» Page:
Heineken’s successful rollout of HC coolers- exclusive interview with Maarten ten Houten

By Silvia Scaldaferri, Dec 04, 2013, 10:27 5 minute reading

During ATMOsphere Europe 2013, hydrocarbons21.com caught up with Heineken’s Sustainability Manager, Maarten ten Houten, to discuss the company’s efforts to reduce its carbon footprint by rolling out a GREEN fridge policy, the barriers faced in its introduction of hydrocarbon coolers, and where the market is going.

hydrocarbons21.com: During the Consumer Goods End-User Panel, you spoke about Heineken’s Green Cooling Portfolio – how many GREEN fridges would you say Heineken has installed globally to date?

Maarten ten Houten: We purchase about 130,000 green fridges per year, which have a lifetime of about 6-8 years, so I would estimate that we have an installed base of about 650,000-900.000 coolers, excluding our newly acquired Asia-Pacific business. Due to technical or legal constraints about 63-65% of our coolers worldwide use hydrocarbons (HCs).

hydrocarbons21.com: Do you aim to get to 100% eventually?

MTH: Yes, Heineken purchases only natural refrigerants where it is legally and technically possible. However, in some countries, like Nigeria, it’s not legally allowed. Also, as Red Bull said during ATMOsphere Europe 2013, in the U.S. it is a challenge for some applications like sub-zero coolers. Currently there is a limit of max 150g of HCs allowed.

» Source data:
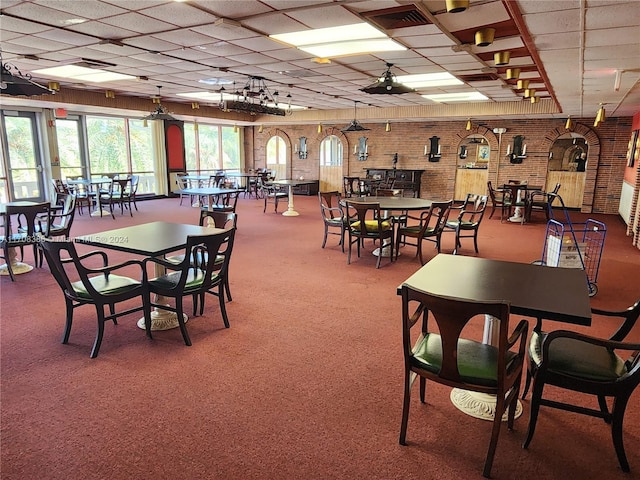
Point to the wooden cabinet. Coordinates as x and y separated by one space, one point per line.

» Exercise prompt: Carry the interview with Heineken's sustainability manager about hydrocarbon coolers forward from its last line. Nothing in the material matters for what comes next.

» Answer below:
hydrocarbons21.com: What are some of the biggest challenges you have faced in the implementation of natural refrigerants, such as legislation, cost, and lack of training?

MTH: There are a lot of challenges, but cost is not the biggest. When Heineken started in 2008 the initial cost was 15% higher for our GREEN fridges, but once we started rolling these out, with economies of scale the cost came down. Now hydrocarbon technology is becoming more mainstream, cost is not the biggest problem.

As for legislation this poses a bigger barrier. Heineken complies with all the necessary laws and regulations, so if it’s not legally allowed HCs are not used.

Heineken has decided not to go into CO2 as an additional technology. To keep the implementation simple GREEN fridges were defined by 3 characteristics: Energy Management System, LEDs and HCs. Applying these 3 technologies in a fridge will save a lot of energy and CO2. In the beginning using product characteristics makes it very easy to implement and check. Since then we have defined our own baseline and our own testing protocol to manage and underpin our progress.

hydrocarbons21.com: Are the hydrocarbon fridges more efficient, and do they produce less heat?

MTH:
Yes, these fridges are overall 38% more energy efficient than traditional ones. Hydrocarbons account for 10-15% of these energy savings; LED lighting for 10%; energy efficient fans for 5-10%; and the Energy Management System is responsible for somewhere between 10-20%. Compared to the fridges we had in 2010, some of the units we have today are 60-70% more energy efficient.

hydrocarbons21.com: Going back to legislation, we heard just now that Red Bull had applied for SNAP, is Heineken looking for specific approvals in the next 12 months?

MTH: If HCs are now allowed in the U.S., Heineken we will definitely investigate if and how we can change over. I’m not sure how quickly it would be, because we have fixed the tenders for 2014. We have the target to save 50% energy in 2020 so more HC fridges on the market will help us to reach that target. I hope others will follow as well.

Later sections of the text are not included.